* Task instructions
Return only the stretch of the material below that begins with the line containing "box: [338, 149, 371, 168]" and ends with the line containing "negative clicks: (202, 1) (165, 33)", exactly; both of those lines belong to it.

-=-=-=-=-

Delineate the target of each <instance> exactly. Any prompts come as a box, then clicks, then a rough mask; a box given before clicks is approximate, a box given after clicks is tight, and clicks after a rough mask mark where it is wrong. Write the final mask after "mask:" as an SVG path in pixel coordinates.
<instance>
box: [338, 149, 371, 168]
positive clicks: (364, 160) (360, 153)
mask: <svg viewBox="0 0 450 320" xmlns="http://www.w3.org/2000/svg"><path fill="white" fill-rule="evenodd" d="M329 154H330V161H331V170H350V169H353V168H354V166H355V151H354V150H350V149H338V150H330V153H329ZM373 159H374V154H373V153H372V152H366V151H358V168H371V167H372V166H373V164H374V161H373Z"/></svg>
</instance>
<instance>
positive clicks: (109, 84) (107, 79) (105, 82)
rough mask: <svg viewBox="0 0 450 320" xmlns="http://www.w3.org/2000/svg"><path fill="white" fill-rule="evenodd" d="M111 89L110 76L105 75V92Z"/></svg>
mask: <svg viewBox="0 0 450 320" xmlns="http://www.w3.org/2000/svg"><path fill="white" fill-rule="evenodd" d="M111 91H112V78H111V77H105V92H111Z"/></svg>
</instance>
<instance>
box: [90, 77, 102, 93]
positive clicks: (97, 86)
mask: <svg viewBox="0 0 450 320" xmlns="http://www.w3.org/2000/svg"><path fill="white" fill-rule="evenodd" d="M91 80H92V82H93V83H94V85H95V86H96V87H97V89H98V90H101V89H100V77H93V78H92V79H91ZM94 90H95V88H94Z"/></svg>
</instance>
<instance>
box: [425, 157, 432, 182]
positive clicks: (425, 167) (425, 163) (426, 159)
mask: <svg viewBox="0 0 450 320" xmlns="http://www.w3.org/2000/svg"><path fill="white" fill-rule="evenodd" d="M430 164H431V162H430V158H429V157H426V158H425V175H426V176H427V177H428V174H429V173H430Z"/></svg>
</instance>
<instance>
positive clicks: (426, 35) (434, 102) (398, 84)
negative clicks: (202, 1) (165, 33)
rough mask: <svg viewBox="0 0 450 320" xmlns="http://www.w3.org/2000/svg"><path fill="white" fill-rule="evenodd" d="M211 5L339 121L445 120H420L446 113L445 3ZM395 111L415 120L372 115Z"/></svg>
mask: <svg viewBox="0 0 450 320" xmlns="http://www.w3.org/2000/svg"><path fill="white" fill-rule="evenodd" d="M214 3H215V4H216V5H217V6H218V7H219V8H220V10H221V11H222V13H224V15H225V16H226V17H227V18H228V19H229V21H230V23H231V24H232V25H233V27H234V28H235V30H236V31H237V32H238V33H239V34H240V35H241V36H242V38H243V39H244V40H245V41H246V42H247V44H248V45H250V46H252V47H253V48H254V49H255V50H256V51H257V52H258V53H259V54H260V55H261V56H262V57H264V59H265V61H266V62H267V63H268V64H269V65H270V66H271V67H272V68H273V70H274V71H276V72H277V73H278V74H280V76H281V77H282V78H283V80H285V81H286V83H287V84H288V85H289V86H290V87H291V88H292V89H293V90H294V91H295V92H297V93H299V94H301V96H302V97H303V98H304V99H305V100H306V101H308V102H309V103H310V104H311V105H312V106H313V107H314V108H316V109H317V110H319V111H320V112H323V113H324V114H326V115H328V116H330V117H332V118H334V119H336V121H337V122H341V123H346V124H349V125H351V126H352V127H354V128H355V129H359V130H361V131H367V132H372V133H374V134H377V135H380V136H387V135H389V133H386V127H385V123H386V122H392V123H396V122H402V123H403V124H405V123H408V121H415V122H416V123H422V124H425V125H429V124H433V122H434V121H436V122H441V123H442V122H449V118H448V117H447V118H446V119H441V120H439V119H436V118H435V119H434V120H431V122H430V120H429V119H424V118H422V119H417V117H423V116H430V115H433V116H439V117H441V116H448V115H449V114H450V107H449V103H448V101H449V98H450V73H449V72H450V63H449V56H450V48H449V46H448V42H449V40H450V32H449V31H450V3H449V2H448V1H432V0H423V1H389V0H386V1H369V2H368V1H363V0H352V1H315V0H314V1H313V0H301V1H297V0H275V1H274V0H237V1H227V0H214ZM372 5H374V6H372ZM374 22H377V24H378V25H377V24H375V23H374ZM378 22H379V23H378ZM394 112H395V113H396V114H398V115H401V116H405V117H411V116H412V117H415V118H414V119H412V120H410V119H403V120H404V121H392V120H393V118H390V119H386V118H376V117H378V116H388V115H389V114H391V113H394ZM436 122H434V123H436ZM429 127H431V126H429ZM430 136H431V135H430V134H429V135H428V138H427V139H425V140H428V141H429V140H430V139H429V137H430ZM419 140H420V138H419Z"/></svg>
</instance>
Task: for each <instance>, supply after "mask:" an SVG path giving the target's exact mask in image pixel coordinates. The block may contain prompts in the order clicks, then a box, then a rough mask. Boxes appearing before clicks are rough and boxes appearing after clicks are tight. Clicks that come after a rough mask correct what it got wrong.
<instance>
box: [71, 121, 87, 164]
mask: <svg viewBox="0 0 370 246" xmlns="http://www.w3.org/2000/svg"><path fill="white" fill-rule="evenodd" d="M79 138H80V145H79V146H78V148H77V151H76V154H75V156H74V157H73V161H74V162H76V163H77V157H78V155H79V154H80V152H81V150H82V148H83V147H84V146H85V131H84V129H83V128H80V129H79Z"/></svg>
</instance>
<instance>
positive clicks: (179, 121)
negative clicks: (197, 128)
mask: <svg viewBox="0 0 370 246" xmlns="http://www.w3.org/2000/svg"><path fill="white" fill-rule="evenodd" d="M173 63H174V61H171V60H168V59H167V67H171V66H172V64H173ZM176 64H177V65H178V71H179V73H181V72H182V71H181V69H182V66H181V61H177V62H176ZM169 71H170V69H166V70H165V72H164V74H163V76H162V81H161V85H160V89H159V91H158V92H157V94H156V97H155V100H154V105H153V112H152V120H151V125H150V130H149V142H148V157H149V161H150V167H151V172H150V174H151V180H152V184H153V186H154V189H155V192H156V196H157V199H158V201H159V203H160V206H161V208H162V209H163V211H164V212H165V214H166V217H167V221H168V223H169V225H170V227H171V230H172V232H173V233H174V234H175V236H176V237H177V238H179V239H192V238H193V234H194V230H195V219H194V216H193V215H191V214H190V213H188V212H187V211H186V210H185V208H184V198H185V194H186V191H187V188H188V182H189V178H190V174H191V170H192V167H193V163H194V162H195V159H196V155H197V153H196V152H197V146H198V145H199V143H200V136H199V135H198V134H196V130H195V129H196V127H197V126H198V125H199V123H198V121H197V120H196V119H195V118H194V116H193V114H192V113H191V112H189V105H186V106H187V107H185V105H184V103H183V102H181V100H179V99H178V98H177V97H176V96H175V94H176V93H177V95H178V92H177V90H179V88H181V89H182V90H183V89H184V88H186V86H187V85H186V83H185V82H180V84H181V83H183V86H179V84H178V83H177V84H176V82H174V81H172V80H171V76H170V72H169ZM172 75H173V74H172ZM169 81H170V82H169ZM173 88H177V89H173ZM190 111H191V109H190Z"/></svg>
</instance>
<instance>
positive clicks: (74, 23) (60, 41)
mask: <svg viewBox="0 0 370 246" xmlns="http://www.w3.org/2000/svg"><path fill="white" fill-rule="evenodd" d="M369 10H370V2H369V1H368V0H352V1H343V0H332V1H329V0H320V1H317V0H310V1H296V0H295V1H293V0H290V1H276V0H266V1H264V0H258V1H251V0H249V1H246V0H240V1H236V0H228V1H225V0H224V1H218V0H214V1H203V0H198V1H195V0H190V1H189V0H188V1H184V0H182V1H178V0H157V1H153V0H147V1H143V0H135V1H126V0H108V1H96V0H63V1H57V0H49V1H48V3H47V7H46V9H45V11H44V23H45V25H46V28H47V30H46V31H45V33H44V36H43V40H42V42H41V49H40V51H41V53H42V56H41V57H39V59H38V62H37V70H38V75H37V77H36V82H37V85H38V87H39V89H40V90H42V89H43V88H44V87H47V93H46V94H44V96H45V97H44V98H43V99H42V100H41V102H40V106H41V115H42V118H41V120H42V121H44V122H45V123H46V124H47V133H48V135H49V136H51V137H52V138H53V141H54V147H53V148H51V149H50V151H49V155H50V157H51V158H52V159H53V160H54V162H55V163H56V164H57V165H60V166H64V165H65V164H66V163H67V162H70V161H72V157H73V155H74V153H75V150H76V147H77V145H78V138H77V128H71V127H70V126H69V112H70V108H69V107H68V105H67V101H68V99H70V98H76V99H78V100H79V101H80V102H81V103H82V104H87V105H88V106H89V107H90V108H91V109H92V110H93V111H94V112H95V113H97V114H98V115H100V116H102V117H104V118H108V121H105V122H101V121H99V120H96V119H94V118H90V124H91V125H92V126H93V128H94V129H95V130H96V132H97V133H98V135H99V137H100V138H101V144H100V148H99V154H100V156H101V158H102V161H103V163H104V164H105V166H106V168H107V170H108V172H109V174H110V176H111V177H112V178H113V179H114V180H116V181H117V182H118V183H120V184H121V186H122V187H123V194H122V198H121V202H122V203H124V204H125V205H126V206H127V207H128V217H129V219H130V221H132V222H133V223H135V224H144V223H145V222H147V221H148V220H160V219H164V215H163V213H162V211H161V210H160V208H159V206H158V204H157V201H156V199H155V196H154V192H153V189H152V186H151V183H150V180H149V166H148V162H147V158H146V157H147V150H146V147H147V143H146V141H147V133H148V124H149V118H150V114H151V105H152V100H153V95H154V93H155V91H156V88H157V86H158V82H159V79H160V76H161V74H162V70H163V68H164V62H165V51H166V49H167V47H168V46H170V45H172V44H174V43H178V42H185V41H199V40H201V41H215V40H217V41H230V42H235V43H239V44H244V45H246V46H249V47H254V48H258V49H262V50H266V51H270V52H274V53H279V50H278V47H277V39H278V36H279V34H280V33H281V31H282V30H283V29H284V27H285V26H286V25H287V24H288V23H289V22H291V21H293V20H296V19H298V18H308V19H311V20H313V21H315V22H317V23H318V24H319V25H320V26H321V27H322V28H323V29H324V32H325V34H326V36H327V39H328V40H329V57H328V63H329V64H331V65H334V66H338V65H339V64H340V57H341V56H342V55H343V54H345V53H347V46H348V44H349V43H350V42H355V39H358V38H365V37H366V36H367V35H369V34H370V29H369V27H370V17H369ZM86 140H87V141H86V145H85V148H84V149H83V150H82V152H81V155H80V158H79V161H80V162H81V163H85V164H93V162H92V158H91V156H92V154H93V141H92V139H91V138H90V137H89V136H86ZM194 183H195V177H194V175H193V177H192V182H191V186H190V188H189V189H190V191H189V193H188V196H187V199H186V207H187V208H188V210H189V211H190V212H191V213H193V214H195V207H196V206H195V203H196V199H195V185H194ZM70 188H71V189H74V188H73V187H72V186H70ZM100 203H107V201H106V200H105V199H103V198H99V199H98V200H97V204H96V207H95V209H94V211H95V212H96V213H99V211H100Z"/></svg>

-=-=-=-=-

* Result of this task
box: [338, 149, 371, 168]
positive clicks: (364, 160) (360, 153)
mask: <svg viewBox="0 0 450 320" xmlns="http://www.w3.org/2000/svg"><path fill="white" fill-rule="evenodd" d="M329 154H330V161H331V170H350V169H353V168H354V166H355V151H354V150H350V149H338V150H330V153H329ZM373 159H374V154H373V153H372V152H366V151H358V168H371V167H372V166H373V164H374V161H373Z"/></svg>
</instance>
<instance>
positive clicks: (109, 84) (107, 79) (105, 82)
rough mask: <svg viewBox="0 0 450 320" xmlns="http://www.w3.org/2000/svg"><path fill="white" fill-rule="evenodd" d="M111 89L110 76L105 75V92Z"/></svg>
mask: <svg viewBox="0 0 450 320" xmlns="http://www.w3.org/2000/svg"><path fill="white" fill-rule="evenodd" d="M111 91H112V78H111V77H105V92H111Z"/></svg>
</instance>
<instance>
box: [90, 77, 102, 93]
positive clicks: (97, 86)
mask: <svg viewBox="0 0 450 320" xmlns="http://www.w3.org/2000/svg"><path fill="white" fill-rule="evenodd" d="M91 80H92V82H93V83H94V85H95V86H96V87H97V89H98V90H101V89H100V77H93V78H92V79H91ZM94 90H95V88H94Z"/></svg>
</instance>
<instance>
box: [425, 157, 432, 182]
positive clicks: (425, 167) (425, 163) (426, 159)
mask: <svg viewBox="0 0 450 320" xmlns="http://www.w3.org/2000/svg"><path fill="white" fill-rule="evenodd" d="M430 164H431V162H430V158H429V157H426V158H425V175H426V176H427V177H428V174H429V173H430Z"/></svg>
</instance>
<instance>
positive clicks: (426, 35) (434, 102) (398, 84)
negative clicks: (202, 1) (165, 33)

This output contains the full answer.